_EXERCISE AIM_
An exact copy of the records is needed; please leave the images out.

_TASK MATERIAL_
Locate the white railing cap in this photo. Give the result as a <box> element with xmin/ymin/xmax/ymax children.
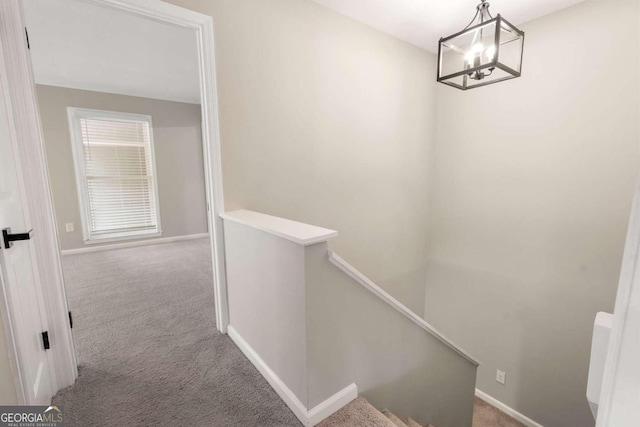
<box><xmin>220</xmin><ymin>210</ymin><xmax>338</xmax><ymax>246</ymax></box>
<box><xmin>328</xmin><ymin>250</ymin><xmax>481</xmax><ymax>366</ymax></box>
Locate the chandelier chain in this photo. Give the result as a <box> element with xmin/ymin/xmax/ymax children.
<box><xmin>463</xmin><ymin>0</ymin><xmax>494</xmax><ymax>30</ymax></box>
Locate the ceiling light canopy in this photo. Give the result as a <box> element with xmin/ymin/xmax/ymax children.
<box><xmin>437</xmin><ymin>0</ymin><xmax>524</xmax><ymax>90</ymax></box>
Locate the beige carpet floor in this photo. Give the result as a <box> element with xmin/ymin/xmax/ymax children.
<box><xmin>321</xmin><ymin>396</ymin><xmax>525</xmax><ymax>426</ymax></box>
<box><xmin>473</xmin><ymin>397</ymin><xmax>525</xmax><ymax>427</ymax></box>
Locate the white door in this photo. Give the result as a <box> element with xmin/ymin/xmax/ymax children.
<box><xmin>595</xmin><ymin>179</ymin><xmax>640</xmax><ymax>427</ymax></box>
<box><xmin>0</xmin><ymin>37</ymin><xmax>54</xmax><ymax>405</ymax></box>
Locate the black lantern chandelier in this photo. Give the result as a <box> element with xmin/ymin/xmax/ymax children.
<box><xmin>437</xmin><ymin>0</ymin><xmax>524</xmax><ymax>90</ymax></box>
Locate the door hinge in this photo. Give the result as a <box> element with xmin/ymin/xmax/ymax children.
<box><xmin>42</xmin><ymin>331</ymin><xmax>50</xmax><ymax>350</ymax></box>
<box><xmin>68</xmin><ymin>311</ymin><xmax>73</xmax><ymax>329</ymax></box>
<box><xmin>25</xmin><ymin>28</ymin><xmax>30</xmax><ymax>50</ymax></box>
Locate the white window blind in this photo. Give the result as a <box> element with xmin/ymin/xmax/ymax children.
<box><xmin>69</xmin><ymin>109</ymin><xmax>161</xmax><ymax>242</ymax></box>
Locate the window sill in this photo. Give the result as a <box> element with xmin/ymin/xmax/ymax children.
<box><xmin>84</xmin><ymin>230</ymin><xmax>163</xmax><ymax>245</ymax></box>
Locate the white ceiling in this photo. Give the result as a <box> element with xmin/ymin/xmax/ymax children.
<box><xmin>312</xmin><ymin>0</ymin><xmax>586</xmax><ymax>53</ymax></box>
<box><xmin>23</xmin><ymin>0</ymin><xmax>200</xmax><ymax>104</ymax></box>
<box><xmin>22</xmin><ymin>0</ymin><xmax>586</xmax><ymax>102</ymax></box>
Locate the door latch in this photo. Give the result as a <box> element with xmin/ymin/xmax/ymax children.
<box><xmin>2</xmin><ymin>228</ymin><xmax>34</xmax><ymax>249</ymax></box>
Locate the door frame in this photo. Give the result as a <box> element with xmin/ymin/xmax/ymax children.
<box><xmin>596</xmin><ymin>177</ymin><xmax>640</xmax><ymax>426</ymax></box>
<box><xmin>0</xmin><ymin>0</ymin><xmax>77</xmax><ymax>403</ymax></box>
<box><xmin>596</xmin><ymin>13</ymin><xmax>640</xmax><ymax>425</ymax></box>
<box><xmin>0</xmin><ymin>0</ymin><xmax>228</xmax><ymax>402</ymax></box>
<box><xmin>85</xmin><ymin>0</ymin><xmax>229</xmax><ymax>332</ymax></box>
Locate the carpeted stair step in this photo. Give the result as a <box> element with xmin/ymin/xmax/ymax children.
<box><xmin>382</xmin><ymin>409</ymin><xmax>408</xmax><ymax>427</ymax></box>
<box><xmin>319</xmin><ymin>397</ymin><xmax>397</xmax><ymax>427</ymax></box>
<box><xmin>403</xmin><ymin>417</ymin><xmax>423</xmax><ymax>427</ymax></box>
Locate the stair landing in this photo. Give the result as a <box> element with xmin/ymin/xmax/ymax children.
<box><xmin>318</xmin><ymin>397</ymin><xmax>397</xmax><ymax>427</ymax></box>
<box><xmin>320</xmin><ymin>395</ymin><xmax>525</xmax><ymax>427</ymax></box>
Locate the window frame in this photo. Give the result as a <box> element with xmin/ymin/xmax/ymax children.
<box><xmin>67</xmin><ymin>107</ymin><xmax>163</xmax><ymax>244</ymax></box>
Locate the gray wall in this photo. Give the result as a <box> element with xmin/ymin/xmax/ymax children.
<box><xmin>165</xmin><ymin>0</ymin><xmax>435</xmax><ymax>316</ymax></box>
<box><xmin>223</xmin><ymin>219</ymin><xmax>308</xmax><ymax>406</ymax></box>
<box><xmin>36</xmin><ymin>85</ymin><xmax>208</xmax><ymax>251</ymax></box>
<box><xmin>425</xmin><ymin>0</ymin><xmax>640</xmax><ymax>426</ymax></box>
<box><xmin>16</xmin><ymin>1</ymin><xmax>636</xmax><ymax>425</ymax></box>
<box><xmin>305</xmin><ymin>243</ymin><xmax>477</xmax><ymax>427</ymax></box>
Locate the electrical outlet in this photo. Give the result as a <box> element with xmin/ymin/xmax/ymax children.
<box><xmin>496</xmin><ymin>369</ymin><xmax>506</xmax><ymax>385</ymax></box>
<box><xmin>65</xmin><ymin>223</ymin><xmax>74</xmax><ymax>232</ymax></box>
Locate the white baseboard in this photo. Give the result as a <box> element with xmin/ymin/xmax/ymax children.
<box><xmin>60</xmin><ymin>233</ymin><xmax>209</xmax><ymax>255</ymax></box>
<box><xmin>307</xmin><ymin>383</ymin><xmax>358</xmax><ymax>426</ymax></box>
<box><xmin>227</xmin><ymin>325</ymin><xmax>357</xmax><ymax>426</ymax></box>
<box><xmin>227</xmin><ymin>325</ymin><xmax>308</xmax><ymax>424</ymax></box>
<box><xmin>475</xmin><ymin>389</ymin><xmax>544</xmax><ymax>427</ymax></box>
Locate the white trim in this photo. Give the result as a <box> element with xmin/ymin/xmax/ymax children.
<box><xmin>60</xmin><ymin>233</ymin><xmax>208</xmax><ymax>256</ymax></box>
<box><xmin>227</xmin><ymin>326</ymin><xmax>357</xmax><ymax>427</ymax></box>
<box><xmin>328</xmin><ymin>251</ymin><xmax>480</xmax><ymax>366</ymax></box>
<box><xmin>227</xmin><ymin>325</ymin><xmax>307</xmax><ymax>424</ymax></box>
<box><xmin>220</xmin><ymin>210</ymin><xmax>339</xmax><ymax>246</ymax></box>
<box><xmin>79</xmin><ymin>0</ymin><xmax>229</xmax><ymax>333</ymax></box>
<box><xmin>0</xmin><ymin>0</ymin><xmax>78</xmax><ymax>401</ymax></box>
<box><xmin>0</xmin><ymin>9</ymin><xmax>29</xmax><ymax>404</ymax></box>
<box><xmin>198</xmin><ymin>15</ymin><xmax>229</xmax><ymax>333</ymax></box>
<box><xmin>81</xmin><ymin>0</ymin><xmax>212</xmax><ymax>27</ymax></box>
<box><xmin>82</xmin><ymin>230</ymin><xmax>162</xmax><ymax>245</ymax></box>
<box><xmin>475</xmin><ymin>389</ymin><xmax>544</xmax><ymax>427</ymax></box>
<box><xmin>596</xmin><ymin>177</ymin><xmax>640</xmax><ymax>427</ymax></box>
<box><xmin>66</xmin><ymin>107</ymin><xmax>163</xmax><ymax>243</ymax></box>
<box><xmin>307</xmin><ymin>383</ymin><xmax>358</xmax><ymax>426</ymax></box>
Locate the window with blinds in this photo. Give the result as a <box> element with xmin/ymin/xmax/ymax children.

_THE COMPLETED TASK_
Locate the white railing cap in this photo. Give the result as a <box> element with xmin/ymin/xmax/ymax children.
<box><xmin>220</xmin><ymin>210</ymin><xmax>338</xmax><ymax>246</ymax></box>
<box><xmin>328</xmin><ymin>250</ymin><xmax>481</xmax><ymax>366</ymax></box>
Locate the chandelier chain in this photo. Give the result as a <box> element with xmin/ymin/xmax/ymax children.
<box><xmin>463</xmin><ymin>0</ymin><xmax>494</xmax><ymax>30</ymax></box>
Locate the ceiling light canopy in this photo. Give the result as a <box> element with xmin/ymin/xmax/ymax children.
<box><xmin>437</xmin><ymin>0</ymin><xmax>524</xmax><ymax>90</ymax></box>
Locate the beige carpet floor in this photo. Give the result as a <box> element with xmin/ymin/xmax/ymax children.
<box><xmin>321</xmin><ymin>396</ymin><xmax>525</xmax><ymax>426</ymax></box>
<box><xmin>473</xmin><ymin>397</ymin><xmax>525</xmax><ymax>427</ymax></box>
Locate the white door in this photo. Give the result as a <box> element with xmin/ymin/xmax/ymax children.
<box><xmin>595</xmin><ymin>179</ymin><xmax>640</xmax><ymax>427</ymax></box>
<box><xmin>0</xmin><ymin>37</ymin><xmax>54</xmax><ymax>405</ymax></box>
Locate the black lantern chandelier in this photo. Give the result as a <box> element with xmin/ymin/xmax/ymax children.
<box><xmin>437</xmin><ymin>0</ymin><xmax>524</xmax><ymax>90</ymax></box>
Locate the door hinge in this photo. Give the result as a <box> element with xmin/ymin/xmax/ymax children.
<box><xmin>42</xmin><ymin>331</ymin><xmax>50</xmax><ymax>350</ymax></box>
<box><xmin>68</xmin><ymin>311</ymin><xmax>73</xmax><ymax>329</ymax></box>
<box><xmin>25</xmin><ymin>28</ymin><xmax>30</xmax><ymax>50</ymax></box>
Locate the white window blind in this photo. Give the result as a <box> element with xmin/ymin/xmax/ymax children.
<box><xmin>69</xmin><ymin>109</ymin><xmax>161</xmax><ymax>242</ymax></box>
Locate the window sill in this photo. Give the result as a <box> element with xmin/ymin/xmax/ymax children.
<box><xmin>84</xmin><ymin>230</ymin><xmax>163</xmax><ymax>245</ymax></box>
Locate the white ceiling in this photo. Give the result as a <box> element with xmin/ymin/xmax/ymax children.
<box><xmin>312</xmin><ymin>0</ymin><xmax>586</xmax><ymax>53</ymax></box>
<box><xmin>23</xmin><ymin>0</ymin><xmax>200</xmax><ymax>104</ymax></box>
<box><xmin>22</xmin><ymin>0</ymin><xmax>586</xmax><ymax>102</ymax></box>
Locate the door latch in this photo. Give the result as a <box> element with xmin/ymin/xmax/ymax children.
<box><xmin>2</xmin><ymin>228</ymin><xmax>34</xmax><ymax>249</ymax></box>
Locate the door frame in this photo. Give the result as a <box> element with xmin/ymin/xmax/ymax children.
<box><xmin>596</xmin><ymin>177</ymin><xmax>640</xmax><ymax>426</ymax></box>
<box><xmin>0</xmin><ymin>0</ymin><xmax>77</xmax><ymax>403</ymax></box>
<box><xmin>596</xmin><ymin>13</ymin><xmax>640</xmax><ymax>425</ymax></box>
<box><xmin>0</xmin><ymin>0</ymin><xmax>228</xmax><ymax>402</ymax></box>
<box><xmin>85</xmin><ymin>0</ymin><xmax>229</xmax><ymax>332</ymax></box>
Locate the carpeted stair step in this photo. Give the result as a <box> element with xmin/ymin/xmax/ymax children.
<box><xmin>382</xmin><ymin>409</ymin><xmax>408</xmax><ymax>427</ymax></box>
<box><xmin>319</xmin><ymin>397</ymin><xmax>397</xmax><ymax>427</ymax></box>
<box><xmin>403</xmin><ymin>417</ymin><xmax>423</xmax><ymax>427</ymax></box>
Locate the stair landing in this photo. Give the result as a <box> element with xmin/ymin/xmax/ymax children.
<box><xmin>318</xmin><ymin>397</ymin><xmax>397</xmax><ymax>427</ymax></box>
<box><xmin>320</xmin><ymin>395</ymin><xmax>525</xmax><ymax>427</ymax></box>
Locate the window frame in this photo. Give the result as a <box> element with xmin/ymin/xmax/ymax children.
<box><xmin>67</xmin><ymin>107</ymin><xmax>163</xmax><ymax>244</ymax></box>
Locate the gray wall in this photo. Give the result as a <box> element with xmin/ymin/xmax/ymax children.
<box><xmin>165</xmin><ymin>0</ymin><xmax>435</xmax><ymax>316</ymax></box>
<box><xmin>223</xmin><ymin>219</ymin><xmax>308</xmax><ymax>406</ymax></box>
<box><xmin>36</xmin><ymin>85</ymin><xmax>208</xmax><ymax>251</ymax></box>
<box><xmin>425</xmin><ymin>0</ymin><xmax>640</xmax><ymax>426</ymax></box>
<box><xmin>16</xmin><ymin>1</ymin><xmax>636</xmax><ymax>425</ymax></box>
<box><xmin>305</xmin><ymin>243</ymin><xmax>477</xmax><ymax>427</ymax></box>
Locate the electrical outlet in this photo. Give the result as a <box> element with xmin/ymin/xmax/ymax children.
<box><xmin>496</xmin><ymin>369</ymin><xmax>506</xmax><ymax>385</ymax></box>
<box><xmin>65</xmin><ymin>223</ymin><xmax>74</xmax><ymax>232</ymax></box>
Locate the white baseboard in this photo. Give the result as a <box> element with xmin/ymin/xmax/ymax children.
<box><xmin>60</xmin><ymin>233</ymin><xmax>209</xmax><ymax>255</ymax></box>
<box><xmin>307</xmin><ymin>383</ymin><xmax>358</xmax><ymax>426</ymax></box>
<box><xmin>227</xmin><ymin>325</ymin><xmax>357</xmax><ymax>426</ymax></box>
<box><xmin>227</xmin><ymin>325</ymin><xmax>308</xmax><ymax>424</ymax></box>
<box><xmin>475</xmin><ymin>389</ymin><xmax>544</xmax><ymax>427</ymax></box>
Locate the white trim in this photo. Give the result as a <box> element with xmin/ymin/xmax/ymax children.
<box><xmin>60</xmin><ymin>233</ymin><xmax>208</xmax><ymax>256</ymax></box>
<box><xmin>227</xmin><ymin>326</ymin><xmax>357</xmax><ymax>427</ymax></box>
<box><xmin>328</xmin><ymin>251</ymin><xmax>480</xmax><ymax>366</ymax></box>
<box><xmin>227</xmin><ymin>325</ymin><xmax>307</xmax><ymax>424</ymax></box>
<box><xmin>220</xmin><ymin>210</ymin><xmax>339</xmax><ymax>246</ymax></box>
<box><xmin>79</xmin><ymin>0</ymin><xmax>229</xmax><ymax>333</ymax></box>
<box><xmin>0</xmin><ymin>0</ymin><xmax>78</xmax><ymax>401</ymax></box>
<box><xmin>0</xmin><ymin>9</ymin><xmax>29</xmax><ymax>404</ymax></box>
<box><xmin>198</xmin><ymin>15</ymin><xmax>229</xmax><ymax>333</ymax></box>
<box><xmin>81</xmin><ymin>0</ymin><xmax>212</xmax><ymax>27</ymax></box>
<box><xmin>82</xmin><ymin>230</ymin><xmax>162</xmax><ymax>245</ymax></box>
<box><xmin>475</xmin><ymin>389</ymin><xmax>544</xmax><ymax>427</ymax></box>
<box><xmin>596</xmin><ymin>177</ymin><xmax>640</xmax><ymax>427</ymax></box>
<box><xmin>66</xmin><ymin>107</ymin><xmax>163</xmax><ymax>243</ymax></box>
<box><xmin>307</xmin><ymin>383</ymin><xmax>358</xmax><ymax>426</ymax></box>
Locate the window with blinds in this photo. Give the result as a <box> element with xmin/ymin/xmax/ymax children.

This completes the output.